* **DATA FOR PROCESSING**:
────

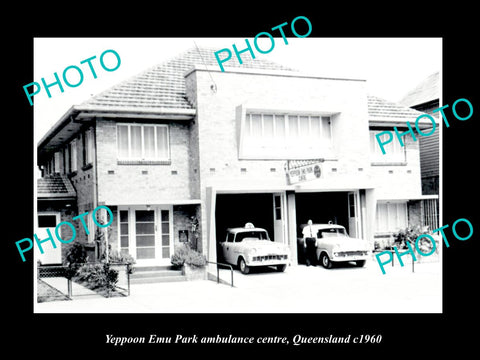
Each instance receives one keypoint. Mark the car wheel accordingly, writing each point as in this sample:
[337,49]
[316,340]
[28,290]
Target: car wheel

────

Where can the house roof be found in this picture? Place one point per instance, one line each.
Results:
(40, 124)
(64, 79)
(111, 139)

────

* **WHAT THE TASK ASKS**:
From the records above, copy each line that contains the word "instance".

* **EXERCISE ANSWER**:
Each instance receives one keypoint. Mark the car wheel accordingly, writing each point as in this sample:
Where can the house roof be found in this picture? Place one point per instance, one line each.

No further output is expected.